>> begin

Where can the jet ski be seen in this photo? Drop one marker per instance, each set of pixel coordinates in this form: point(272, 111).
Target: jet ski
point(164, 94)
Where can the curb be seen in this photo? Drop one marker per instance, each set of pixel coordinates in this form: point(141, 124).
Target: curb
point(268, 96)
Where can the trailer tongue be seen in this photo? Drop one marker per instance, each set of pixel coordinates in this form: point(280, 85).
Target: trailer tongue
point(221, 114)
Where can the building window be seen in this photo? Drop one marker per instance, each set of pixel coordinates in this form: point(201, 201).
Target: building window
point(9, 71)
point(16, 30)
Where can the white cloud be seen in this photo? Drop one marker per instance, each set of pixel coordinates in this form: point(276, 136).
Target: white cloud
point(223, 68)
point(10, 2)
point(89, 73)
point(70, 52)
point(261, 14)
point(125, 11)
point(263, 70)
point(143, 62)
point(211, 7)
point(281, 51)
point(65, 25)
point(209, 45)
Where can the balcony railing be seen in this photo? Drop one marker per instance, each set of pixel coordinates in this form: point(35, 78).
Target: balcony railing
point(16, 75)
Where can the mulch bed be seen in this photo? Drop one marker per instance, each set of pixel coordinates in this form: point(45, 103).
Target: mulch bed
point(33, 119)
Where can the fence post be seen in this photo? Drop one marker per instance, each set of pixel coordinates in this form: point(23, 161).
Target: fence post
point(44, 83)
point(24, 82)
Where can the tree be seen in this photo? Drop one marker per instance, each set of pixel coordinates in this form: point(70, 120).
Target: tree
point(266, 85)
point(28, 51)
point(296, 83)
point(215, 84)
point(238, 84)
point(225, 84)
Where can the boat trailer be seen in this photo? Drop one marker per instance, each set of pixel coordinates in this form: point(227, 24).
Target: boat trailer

>> end

**Work to do:**
Copy out every line of the listing above, word for word.

**Task solution:**
Where can the jet ski be seen in this photo? Drop one marker per instance, each set of pixel coordinates in this form: point(272, 111).
Target: jet ski
point(164, 94)
Where can the curb be seen in this photo? Drop one marker per instance, each set of pixel coordinates in this form: point(141, 124).
Target: curb
point(268, 96)
Where can the trailer tongue be seen in this photo? Drop one marker per instance, each set of pixel coordinates in this form: point(280, 85).
Target: trailer tongue
point(221, 114)
Where can the building window be seen in this photo? Drop one marker per instance, each set of pixel coordinates in this form: point(201, 201).
Target: building window
point(9, 71)
point(16, 30)
Where can the white cloud be seen in this photo? Drop one marker per instance, each set of pixel coordinates in this form: point(276, 136).
Target: white cloud
point(223, 68)
point(10, 2)
point(89, 73)
point(70, 52)
point(261, 14)
point(125, 11)
point(263, 70)
point(143, 62)
point(211, 7)
point(281, 51)
point(65, 25)
point(209, 45)
Where can the balcony railing be seen in this photo? Drop one marker per instance, each set of pixel coordinates in this form: point(35, 78).
Target: balcony railing
point(16, 75)
Where can the mulch bed be seen in this photo? Drop one marker per instance, each set of pixel coordinates in this form: point(45, 103).
Target: mulch bed
point(33, 119)
Where can the fence post be seen in this photo? Drop one marker per instance, each set of pixel coordinates in this form: point(23, 161).
Target: fence post
point(44, 83)
point(24, 82)
Where can the tree be seen in this photo? Drop one marker per instance, each set of pixel coordinates in this form: point(70, 120).
Target: tree
point(266, 85)
point(28, 51)
point(296, 83)
point(215, 84)
point(238, 84)
point(225, 84)
Where can the boat trailer be seen in this photo? Drop one marker per instance, each set of pixel coordinates in this form: point(227, 24).
Target: boat trailer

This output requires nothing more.